Set down exactly the lines running from the line with "instances of person's" to the end of the listing below, both ends included.

------------------------------------------------------------

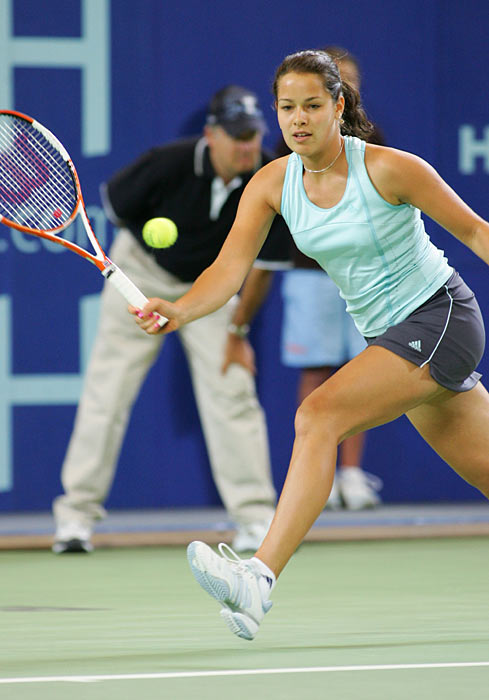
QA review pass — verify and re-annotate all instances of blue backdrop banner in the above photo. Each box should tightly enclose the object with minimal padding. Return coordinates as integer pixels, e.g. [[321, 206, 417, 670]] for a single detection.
[[0, 0, 489, 511]]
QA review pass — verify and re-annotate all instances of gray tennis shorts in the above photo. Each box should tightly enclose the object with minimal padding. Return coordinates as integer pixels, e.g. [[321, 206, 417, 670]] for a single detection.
[[365, 272, 485, 392]]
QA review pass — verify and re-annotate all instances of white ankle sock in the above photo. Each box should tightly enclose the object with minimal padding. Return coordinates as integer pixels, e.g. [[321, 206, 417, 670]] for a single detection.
[[251, 557, 277, 591]]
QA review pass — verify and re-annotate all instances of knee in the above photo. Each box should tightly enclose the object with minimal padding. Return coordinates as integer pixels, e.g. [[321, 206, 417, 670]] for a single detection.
[[295, 392, 341, 437]]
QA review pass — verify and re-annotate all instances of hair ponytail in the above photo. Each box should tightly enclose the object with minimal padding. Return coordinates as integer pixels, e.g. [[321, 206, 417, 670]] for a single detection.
[[272, 50, 374, 139], [341, 80, 374, 139]]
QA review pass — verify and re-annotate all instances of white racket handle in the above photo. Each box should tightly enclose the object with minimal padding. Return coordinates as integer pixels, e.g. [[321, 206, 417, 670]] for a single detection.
[[102, 261, 168, 326]]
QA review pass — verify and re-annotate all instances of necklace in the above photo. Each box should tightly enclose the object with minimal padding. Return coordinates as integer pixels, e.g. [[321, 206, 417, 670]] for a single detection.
[[302, 139, 344, 173]]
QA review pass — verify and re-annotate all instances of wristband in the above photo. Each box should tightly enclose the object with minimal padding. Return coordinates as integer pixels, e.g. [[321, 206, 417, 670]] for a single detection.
[[228, 323, 250, 338]]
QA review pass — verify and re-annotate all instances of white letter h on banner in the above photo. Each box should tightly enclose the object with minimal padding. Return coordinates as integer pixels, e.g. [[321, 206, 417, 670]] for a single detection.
[[0, 0, 111, 157]]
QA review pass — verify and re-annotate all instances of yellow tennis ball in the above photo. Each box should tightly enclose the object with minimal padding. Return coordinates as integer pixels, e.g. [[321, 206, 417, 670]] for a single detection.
[[143, 216, 178, 248]]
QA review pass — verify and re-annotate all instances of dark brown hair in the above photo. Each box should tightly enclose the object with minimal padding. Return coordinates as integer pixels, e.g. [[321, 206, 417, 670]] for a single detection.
[[272, 50, 374, 139]]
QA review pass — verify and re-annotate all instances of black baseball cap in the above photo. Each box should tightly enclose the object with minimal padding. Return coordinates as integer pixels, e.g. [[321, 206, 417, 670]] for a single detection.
[[207, 85, 267, 138]]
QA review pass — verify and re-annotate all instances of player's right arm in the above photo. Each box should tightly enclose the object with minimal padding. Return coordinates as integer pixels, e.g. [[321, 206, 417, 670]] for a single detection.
[[131, 158, 287, 333]]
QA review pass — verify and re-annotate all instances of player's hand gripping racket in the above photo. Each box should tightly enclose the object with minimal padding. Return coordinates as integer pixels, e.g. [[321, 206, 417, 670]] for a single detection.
[[0, 110, 168, 326]]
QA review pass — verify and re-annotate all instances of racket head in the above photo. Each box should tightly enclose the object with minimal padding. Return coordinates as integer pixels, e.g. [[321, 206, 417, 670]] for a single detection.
[[0, 110, 82, 235]]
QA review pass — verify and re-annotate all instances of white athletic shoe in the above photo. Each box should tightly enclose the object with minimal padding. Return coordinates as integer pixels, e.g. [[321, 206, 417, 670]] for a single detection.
[[231, 520, 271, 553], [52, 521, 93, 554], [337, 467, 383, 510], [187, 542, 272, 640]]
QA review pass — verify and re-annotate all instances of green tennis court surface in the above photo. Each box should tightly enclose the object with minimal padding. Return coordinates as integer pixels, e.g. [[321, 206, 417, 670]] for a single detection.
[[0, 537, 489, 700]]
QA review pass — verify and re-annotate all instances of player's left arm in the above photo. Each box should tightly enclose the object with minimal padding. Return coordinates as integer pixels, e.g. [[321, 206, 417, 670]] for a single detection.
[[221, 267, 273, 374], [365, 147, 489, 265]]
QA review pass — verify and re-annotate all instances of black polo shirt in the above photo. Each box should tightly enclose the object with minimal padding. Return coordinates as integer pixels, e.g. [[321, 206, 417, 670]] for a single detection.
[[102, 138, 290, 282]]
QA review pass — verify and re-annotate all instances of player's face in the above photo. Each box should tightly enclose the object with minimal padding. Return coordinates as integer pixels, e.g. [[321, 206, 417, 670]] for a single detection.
[[206, 126, 263, 182], [276, 73, 345, 157]]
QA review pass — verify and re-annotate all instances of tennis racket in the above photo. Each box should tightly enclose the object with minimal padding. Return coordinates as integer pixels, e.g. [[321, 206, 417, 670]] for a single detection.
[[0, 110, 168, 326]]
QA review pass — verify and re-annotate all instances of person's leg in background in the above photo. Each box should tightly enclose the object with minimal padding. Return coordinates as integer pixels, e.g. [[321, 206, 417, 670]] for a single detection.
[[53, 231, 175, 553], [180, 299, 276, 552]]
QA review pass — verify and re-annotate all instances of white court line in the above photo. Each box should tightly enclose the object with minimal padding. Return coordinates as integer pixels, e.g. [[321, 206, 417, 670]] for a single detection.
[[0, 661, 489, 684]]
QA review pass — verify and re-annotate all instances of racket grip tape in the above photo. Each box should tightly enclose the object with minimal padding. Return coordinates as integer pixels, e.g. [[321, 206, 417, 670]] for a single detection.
[[102, 262, 168, 326]]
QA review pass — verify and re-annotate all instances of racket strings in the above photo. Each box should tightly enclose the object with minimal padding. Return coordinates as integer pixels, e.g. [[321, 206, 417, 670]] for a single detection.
[[0, 115, 78, 231]]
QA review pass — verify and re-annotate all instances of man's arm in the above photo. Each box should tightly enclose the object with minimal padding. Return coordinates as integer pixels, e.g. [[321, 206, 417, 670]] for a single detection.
[[222, 267, 273, 374]]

------------------------------------------------------------

▸ **The response**
QA review pass — verify and re-annotate all instances of person's leg in background in the above photo. Each box should tightly enclose the object with minimal padding. Return coordinates as integer pixels, e.g. [[321, 206, 417, 670]] for a single detection.
[[53, 231, 175, 553], [180, 299, 276, 552]]
QA review pass — verify and re-annotate all instances of white court line in the above photo. Each box should tightly enclose the object with minimal padding. Return coordinates as integer pixels, e.g. [[321, 206, 417, 670]] for a single detection.
[[0, 661, 489, 684]]
QA review pass — verify and re-annotate all instances of racket grip tape in the above photo. Each box should tightly enclose the object with minimal padding. Return coordinates as integer pixels, e.g. [[321, 206, 417, 670]] for a single detection.
[[102, 262, 168, 326]]
QA review pass — verify and re-annotate all instances of racket strings in the above photo. Each box should tightly enclose the object with minimal padding. Return coordinates as integer pixels, e.g. [[321, 206, 417, 670]] for a single detection.
[[0, 115, 78, 231]]
QA review pass — verify and re-annotate all instances of man's arm in the above photo. Each box should tightly enclose the object with minimal padding. Return coordinates as integer pixels, e.g. [[321, 206, 417, 670]] for a single detection.
[[222, 267, 273, 374]]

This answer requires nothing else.